List every line in the records below that contains the word "positive".

-------- Supplied records

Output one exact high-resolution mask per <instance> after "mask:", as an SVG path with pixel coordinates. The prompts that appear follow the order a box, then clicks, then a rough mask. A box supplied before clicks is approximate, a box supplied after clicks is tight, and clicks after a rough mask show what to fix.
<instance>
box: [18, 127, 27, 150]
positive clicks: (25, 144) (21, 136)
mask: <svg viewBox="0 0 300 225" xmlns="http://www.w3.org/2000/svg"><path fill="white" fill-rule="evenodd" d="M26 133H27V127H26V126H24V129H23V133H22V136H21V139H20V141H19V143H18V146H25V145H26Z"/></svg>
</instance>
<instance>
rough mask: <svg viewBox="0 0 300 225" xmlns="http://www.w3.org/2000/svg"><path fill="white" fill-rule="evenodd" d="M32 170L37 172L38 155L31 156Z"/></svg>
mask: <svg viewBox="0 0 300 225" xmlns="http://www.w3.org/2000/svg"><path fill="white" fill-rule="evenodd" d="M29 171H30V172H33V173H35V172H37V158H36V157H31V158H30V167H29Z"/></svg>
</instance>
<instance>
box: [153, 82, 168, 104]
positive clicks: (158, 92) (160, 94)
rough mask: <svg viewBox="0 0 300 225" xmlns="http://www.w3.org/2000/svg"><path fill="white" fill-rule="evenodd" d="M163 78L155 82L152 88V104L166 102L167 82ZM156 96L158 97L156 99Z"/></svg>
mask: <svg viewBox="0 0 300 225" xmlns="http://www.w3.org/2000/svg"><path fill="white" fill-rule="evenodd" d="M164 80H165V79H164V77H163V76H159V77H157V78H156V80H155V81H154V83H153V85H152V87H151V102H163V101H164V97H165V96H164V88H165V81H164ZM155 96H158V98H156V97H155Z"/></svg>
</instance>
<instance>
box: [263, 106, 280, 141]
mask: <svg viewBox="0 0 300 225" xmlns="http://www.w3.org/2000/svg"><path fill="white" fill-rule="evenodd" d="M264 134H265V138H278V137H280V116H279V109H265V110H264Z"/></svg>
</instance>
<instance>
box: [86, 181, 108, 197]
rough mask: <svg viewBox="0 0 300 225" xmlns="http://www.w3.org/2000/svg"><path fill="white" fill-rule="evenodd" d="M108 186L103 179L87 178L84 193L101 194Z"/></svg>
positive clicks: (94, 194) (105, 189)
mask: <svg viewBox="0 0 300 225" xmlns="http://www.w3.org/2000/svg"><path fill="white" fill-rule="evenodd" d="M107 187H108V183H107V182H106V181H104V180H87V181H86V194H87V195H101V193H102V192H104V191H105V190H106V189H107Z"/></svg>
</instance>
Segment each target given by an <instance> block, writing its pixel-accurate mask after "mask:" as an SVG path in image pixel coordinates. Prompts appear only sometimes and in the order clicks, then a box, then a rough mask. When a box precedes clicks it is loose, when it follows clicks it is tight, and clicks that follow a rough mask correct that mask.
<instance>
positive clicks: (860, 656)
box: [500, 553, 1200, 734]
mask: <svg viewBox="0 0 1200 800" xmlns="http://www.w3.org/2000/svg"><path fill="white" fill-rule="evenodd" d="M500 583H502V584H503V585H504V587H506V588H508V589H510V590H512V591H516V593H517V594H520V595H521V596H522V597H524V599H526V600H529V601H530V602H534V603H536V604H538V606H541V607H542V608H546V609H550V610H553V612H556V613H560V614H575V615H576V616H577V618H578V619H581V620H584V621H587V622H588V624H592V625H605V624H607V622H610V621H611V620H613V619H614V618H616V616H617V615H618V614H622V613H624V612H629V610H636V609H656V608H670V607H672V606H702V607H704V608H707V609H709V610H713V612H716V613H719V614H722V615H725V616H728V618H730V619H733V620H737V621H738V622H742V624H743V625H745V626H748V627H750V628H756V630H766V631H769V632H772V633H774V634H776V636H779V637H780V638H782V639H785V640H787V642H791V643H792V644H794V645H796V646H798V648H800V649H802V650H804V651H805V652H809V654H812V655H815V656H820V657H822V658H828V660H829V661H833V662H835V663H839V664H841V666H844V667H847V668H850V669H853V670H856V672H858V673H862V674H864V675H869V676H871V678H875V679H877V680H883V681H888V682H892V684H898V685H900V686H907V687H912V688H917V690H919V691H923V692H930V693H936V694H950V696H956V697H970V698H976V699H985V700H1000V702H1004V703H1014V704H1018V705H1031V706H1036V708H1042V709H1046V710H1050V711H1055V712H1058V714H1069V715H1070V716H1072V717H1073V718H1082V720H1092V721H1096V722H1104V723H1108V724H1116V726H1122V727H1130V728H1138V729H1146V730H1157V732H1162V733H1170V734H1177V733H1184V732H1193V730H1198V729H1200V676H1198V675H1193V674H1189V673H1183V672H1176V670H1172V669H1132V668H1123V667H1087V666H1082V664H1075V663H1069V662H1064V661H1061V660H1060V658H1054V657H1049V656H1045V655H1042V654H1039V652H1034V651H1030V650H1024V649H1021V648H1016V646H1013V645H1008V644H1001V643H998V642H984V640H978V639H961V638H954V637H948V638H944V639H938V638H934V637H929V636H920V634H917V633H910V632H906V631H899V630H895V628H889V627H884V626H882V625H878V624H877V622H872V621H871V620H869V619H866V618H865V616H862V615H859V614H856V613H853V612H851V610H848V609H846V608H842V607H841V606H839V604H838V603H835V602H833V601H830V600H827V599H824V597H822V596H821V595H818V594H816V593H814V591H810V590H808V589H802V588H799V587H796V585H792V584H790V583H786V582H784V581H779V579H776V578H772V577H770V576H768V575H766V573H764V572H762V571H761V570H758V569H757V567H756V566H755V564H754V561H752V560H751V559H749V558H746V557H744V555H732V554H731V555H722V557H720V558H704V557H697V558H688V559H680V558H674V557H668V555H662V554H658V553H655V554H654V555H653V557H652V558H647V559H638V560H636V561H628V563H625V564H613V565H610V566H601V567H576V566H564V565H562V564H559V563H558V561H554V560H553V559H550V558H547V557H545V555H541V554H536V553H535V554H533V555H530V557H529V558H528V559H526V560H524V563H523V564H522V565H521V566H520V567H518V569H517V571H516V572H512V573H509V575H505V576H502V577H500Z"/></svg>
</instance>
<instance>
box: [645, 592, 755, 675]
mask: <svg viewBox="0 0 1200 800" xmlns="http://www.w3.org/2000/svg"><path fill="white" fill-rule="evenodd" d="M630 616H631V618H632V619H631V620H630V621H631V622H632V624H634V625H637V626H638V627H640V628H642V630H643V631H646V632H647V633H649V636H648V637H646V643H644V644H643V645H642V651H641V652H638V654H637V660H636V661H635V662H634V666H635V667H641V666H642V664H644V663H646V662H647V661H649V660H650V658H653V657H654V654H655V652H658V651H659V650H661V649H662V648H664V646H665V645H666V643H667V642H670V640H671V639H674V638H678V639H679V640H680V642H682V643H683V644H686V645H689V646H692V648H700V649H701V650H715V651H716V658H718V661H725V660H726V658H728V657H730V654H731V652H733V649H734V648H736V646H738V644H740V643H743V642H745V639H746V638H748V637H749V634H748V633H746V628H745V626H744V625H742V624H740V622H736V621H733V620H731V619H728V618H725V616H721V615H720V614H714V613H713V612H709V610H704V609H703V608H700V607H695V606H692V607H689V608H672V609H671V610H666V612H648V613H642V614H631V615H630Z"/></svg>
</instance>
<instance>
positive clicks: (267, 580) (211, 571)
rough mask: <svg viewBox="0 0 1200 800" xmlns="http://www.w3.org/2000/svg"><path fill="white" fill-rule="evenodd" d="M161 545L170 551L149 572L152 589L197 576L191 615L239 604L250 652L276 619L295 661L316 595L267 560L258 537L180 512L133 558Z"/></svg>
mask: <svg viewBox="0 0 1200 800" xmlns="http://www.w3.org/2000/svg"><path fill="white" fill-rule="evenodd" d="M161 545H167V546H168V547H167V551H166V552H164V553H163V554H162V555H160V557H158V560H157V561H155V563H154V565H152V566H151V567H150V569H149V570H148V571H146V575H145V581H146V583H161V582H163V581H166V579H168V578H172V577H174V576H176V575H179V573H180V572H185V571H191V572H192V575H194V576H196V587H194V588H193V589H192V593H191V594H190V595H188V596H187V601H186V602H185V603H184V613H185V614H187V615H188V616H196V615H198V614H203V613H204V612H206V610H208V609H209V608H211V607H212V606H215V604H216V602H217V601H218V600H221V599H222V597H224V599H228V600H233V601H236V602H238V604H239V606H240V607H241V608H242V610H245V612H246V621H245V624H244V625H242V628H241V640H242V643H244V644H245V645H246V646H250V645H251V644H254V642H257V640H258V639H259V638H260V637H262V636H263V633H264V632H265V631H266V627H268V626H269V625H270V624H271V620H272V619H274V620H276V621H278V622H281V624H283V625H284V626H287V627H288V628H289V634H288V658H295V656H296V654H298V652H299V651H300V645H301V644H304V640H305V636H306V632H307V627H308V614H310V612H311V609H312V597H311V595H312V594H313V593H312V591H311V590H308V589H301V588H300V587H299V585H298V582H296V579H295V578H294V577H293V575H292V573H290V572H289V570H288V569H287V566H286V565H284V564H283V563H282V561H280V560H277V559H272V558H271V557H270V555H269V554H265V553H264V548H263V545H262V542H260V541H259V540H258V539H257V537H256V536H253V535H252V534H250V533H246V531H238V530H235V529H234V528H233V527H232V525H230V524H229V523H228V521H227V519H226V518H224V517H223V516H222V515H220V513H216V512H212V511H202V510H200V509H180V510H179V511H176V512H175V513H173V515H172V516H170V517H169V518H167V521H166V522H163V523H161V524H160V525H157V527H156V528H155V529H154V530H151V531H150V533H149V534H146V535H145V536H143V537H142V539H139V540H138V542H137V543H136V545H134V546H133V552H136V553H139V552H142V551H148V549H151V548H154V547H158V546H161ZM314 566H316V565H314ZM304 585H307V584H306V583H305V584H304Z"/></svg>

----------------

Reply:
positive clicks: (25, 144) (21, 136)
positive clicks: (158, 92) (160, 94)
positive clicks: (94, 194) (105, 189)
positive clicks: (860, 656)
positive clicks: (267, 580) (211, 571)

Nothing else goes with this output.